--- DATASET ---

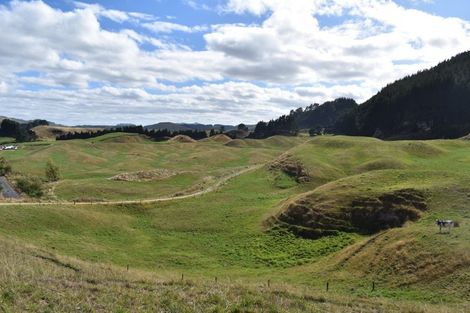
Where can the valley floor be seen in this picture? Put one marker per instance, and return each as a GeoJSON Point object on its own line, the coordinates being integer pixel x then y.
{"type": "Point", "coordinates": [60, 257]}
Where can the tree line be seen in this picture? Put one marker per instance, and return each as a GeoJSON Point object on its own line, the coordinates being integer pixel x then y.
{"type": "Point", "coordinates": [21, 132]}
{"type": "Point", "coordinates": [315, 117]}
{"type": "Point", "coordinates": [155, 134]}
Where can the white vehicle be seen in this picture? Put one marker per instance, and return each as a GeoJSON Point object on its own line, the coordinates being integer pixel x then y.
{"type": "Point", "coordinates": [8, 148]}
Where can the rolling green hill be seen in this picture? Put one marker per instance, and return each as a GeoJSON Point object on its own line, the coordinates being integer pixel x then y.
{"type": "Point", "coordinates": [245, 231]}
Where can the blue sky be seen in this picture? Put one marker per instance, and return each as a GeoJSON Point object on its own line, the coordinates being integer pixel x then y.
{"type": "Point", "coordinates": [215, 61]}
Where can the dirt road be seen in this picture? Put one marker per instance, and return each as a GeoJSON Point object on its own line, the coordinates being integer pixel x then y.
{"type": "Point", "coordinates": [211, 188]}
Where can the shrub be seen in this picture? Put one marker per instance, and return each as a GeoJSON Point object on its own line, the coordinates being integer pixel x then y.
{"type": "Point", "coordinates": [32, 186]}
{"type": "Point", "coordinates": [52, 172]}
{"type": "Point", "coordinates": [5, 167]}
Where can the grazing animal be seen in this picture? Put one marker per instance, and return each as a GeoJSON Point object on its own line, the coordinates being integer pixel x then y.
{"type": "Point", "coordinates": [445, 224]}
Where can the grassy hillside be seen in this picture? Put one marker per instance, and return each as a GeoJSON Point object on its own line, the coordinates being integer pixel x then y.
{"type": "Point", "coordinates": [231, 234]}
{"type": "Point", "coordinates": [87, 166]}
{"type": "Point", "coordinates": [51, 132]}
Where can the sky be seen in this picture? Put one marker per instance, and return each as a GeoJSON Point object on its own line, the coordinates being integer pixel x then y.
{"type": "Point", "coordinates": [212, 61]}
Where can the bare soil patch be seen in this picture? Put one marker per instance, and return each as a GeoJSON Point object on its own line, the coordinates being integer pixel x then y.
{"type": "Point", "coordinates": [182, 139]}
{"type": "Point", "coordinates": [149, 175]}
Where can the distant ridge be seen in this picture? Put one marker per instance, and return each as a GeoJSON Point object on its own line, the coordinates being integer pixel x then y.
{"type": "Point", "coordinates": [431, 104]}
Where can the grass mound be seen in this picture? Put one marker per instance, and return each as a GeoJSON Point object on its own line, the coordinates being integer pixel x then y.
{"type": "Point", "coordinates": [221, 138]}
{"type": "Point", "coordinates": [145, 175]}
{"type": "Point", "coordinates": [380, 164]}
{"type": "Point", "coordinates": [51, 132]}
{"type": "Point", "coordinates": [182, 139]}
{"type": "Point", "coordinates": [313, 216]}
{"type": "Point", "coordinates": [121, 138]}
{"type": "Point", "coordinates": [292, 167]}
{"type": "Point", "coordinates": [237, 143]}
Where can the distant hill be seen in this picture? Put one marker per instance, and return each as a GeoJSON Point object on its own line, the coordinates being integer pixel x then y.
{"type": "Point", "coordinates": [51, 132]}
{"type": "Point", "coordinates": [187, 126]}
{"type": "Point", "coordinates": [434, 103]}
{"type": "Point", "coordinates": [324, 116]}
{"type": "Point", "coordinates": [13, 119]}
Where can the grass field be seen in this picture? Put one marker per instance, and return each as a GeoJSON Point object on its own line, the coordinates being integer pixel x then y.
{"type": "Point", "coordinates": [226, 234]}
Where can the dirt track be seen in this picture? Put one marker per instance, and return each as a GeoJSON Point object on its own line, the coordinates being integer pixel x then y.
{"type": "Point", "coordinates": [7, 190]}
{"type": "Point", "coordinates": [212, 188]}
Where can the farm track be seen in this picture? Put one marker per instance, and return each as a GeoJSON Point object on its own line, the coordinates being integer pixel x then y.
{"type": "Point", "coordinates": [209, 189]}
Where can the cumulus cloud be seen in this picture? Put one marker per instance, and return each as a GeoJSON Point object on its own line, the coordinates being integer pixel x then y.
{"type": "Point", "coordinates": [246, 71]}
{"type": "Point", "coordinates": [167, 27]}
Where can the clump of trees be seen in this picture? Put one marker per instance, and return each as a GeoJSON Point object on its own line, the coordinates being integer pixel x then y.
{"type": "Point", "coordinates": [31, 185]}
{"type": "Point", "coordinates": [284, 125]}
{"type": "Point", "coordinates": [156, 134]}
{"type": "Point", "coordinates": [52, 172]}
{"type": "Point", "coordinates": [5, 167]}
{"type": "Point", "coordinates": [21, 132]}
{"type": "Point", "coordinates": [430, 104]}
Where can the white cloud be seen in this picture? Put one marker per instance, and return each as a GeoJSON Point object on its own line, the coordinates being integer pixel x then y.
{"type": "Point", "coordinates": [167, 27]}
{"type": "Point", "coordinates": [290, 53]}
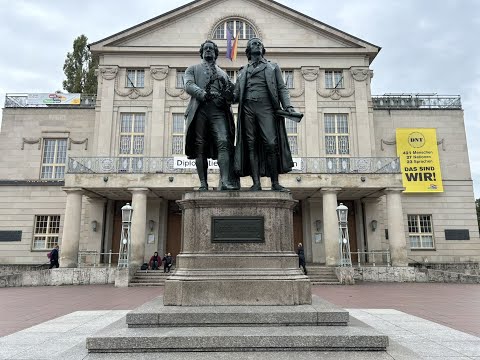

---

EXERCISE DIRECTIONS
Nothing is needed beyond an exact transcription of the lines from the one containing "Where can the cumulus" to the end of the entries above, with the pictures omitted.

WRITTEN REPLY
Where can the cumulus cloud be seen in this picture? Put one marker per instance, and return each as a GeoJSON Point object on its own line, the coordinates being integer pixel x then y.
{"type": "Point", "coordinates": [246, 71]}
{"type": "Point", "coordinates": [167, 27]}
Where can the clump of trees be seen in this picture? Put one marker per instance, and return each as a GeoJSON Point object on its own line, the coordinates being integer pixel x then y.
{"type": "Point", "coordinates": [31, 185]}
{"type": "Point", "coordinates": [284, 125]}
{"type": "Point", "coordinates": [156, 134]}
{"type": "Point", "coordinates": [52, 172]}
{"type": "Point", "coordinates": [5, 167]}
{"type": "Point", "coordinates": [21, 132]}
{"type": "Point", "coordinates": [430, 104]}
Where can the white cloud be seen in this picture? Put one marker per instance, and return each as a GeoJSON Point object on its own line, the coordinates being integer pixel x then y.
{"type": "Point", "coordinates": [167, 27]}
{"type": "Point", "coordinates": [290, 53]}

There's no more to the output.